- [Required action]: If a line in the data below holds the word "positive", include it in the count. Give only the final number.

- [The records]:

---+---

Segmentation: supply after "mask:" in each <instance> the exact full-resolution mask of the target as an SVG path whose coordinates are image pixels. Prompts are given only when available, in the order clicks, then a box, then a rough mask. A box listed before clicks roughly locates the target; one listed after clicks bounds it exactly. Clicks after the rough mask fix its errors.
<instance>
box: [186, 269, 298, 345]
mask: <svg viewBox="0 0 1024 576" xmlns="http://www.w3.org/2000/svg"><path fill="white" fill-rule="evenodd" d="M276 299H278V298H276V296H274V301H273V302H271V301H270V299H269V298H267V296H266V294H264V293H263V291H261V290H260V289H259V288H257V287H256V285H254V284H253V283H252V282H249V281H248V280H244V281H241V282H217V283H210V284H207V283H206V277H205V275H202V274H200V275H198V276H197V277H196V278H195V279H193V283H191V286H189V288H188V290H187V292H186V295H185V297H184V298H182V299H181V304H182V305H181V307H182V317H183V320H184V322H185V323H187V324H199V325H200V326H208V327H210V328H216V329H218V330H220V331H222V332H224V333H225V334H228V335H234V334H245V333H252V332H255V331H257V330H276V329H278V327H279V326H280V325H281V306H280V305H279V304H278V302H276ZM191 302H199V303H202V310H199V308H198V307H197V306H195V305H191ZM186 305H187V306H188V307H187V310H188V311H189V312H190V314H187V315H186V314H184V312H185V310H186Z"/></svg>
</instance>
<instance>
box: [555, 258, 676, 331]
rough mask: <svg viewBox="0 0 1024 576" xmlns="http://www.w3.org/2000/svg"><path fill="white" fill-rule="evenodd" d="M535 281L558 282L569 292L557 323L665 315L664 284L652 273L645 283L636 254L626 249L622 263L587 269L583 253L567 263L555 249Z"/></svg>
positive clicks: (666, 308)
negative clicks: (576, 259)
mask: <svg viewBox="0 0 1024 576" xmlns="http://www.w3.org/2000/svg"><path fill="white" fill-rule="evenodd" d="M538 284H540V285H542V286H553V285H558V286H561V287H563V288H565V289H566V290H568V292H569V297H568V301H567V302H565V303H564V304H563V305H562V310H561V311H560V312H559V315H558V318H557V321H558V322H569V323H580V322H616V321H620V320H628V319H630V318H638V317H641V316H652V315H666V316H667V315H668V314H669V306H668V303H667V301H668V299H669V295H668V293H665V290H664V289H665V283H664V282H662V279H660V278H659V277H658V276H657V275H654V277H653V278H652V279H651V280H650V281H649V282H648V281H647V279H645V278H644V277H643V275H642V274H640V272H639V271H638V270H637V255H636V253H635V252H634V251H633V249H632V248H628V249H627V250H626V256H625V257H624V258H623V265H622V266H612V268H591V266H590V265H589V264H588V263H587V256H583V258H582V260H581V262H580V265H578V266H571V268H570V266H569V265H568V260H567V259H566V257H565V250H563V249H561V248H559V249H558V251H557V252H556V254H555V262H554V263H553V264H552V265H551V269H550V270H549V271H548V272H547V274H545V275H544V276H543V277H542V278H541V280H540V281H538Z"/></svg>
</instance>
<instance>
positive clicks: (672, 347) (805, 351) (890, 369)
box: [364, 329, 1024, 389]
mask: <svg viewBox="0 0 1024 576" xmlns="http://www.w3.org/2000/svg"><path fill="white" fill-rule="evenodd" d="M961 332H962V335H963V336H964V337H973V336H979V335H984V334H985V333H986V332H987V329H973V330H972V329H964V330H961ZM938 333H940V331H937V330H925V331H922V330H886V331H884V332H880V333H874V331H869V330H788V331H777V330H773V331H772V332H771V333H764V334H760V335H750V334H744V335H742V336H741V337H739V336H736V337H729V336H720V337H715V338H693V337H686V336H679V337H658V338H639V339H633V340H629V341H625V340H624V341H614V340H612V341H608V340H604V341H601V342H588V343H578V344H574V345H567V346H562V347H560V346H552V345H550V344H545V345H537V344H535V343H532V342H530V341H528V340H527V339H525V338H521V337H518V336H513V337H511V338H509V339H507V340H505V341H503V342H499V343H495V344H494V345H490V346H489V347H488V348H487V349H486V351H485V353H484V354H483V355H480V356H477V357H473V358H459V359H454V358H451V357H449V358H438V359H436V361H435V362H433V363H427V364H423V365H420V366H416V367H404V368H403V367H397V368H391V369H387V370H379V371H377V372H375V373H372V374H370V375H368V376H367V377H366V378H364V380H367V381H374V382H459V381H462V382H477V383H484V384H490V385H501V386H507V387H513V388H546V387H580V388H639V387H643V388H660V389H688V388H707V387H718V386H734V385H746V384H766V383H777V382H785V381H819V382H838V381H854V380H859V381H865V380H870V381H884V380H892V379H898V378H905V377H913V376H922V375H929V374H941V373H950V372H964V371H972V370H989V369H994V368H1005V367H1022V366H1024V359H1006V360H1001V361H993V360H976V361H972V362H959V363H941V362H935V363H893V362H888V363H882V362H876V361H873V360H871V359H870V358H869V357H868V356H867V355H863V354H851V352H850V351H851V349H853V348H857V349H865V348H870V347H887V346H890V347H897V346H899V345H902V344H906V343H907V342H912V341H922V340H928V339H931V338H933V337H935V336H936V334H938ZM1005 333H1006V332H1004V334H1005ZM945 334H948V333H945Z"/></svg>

---+---

- [Answer to this exercise]: 2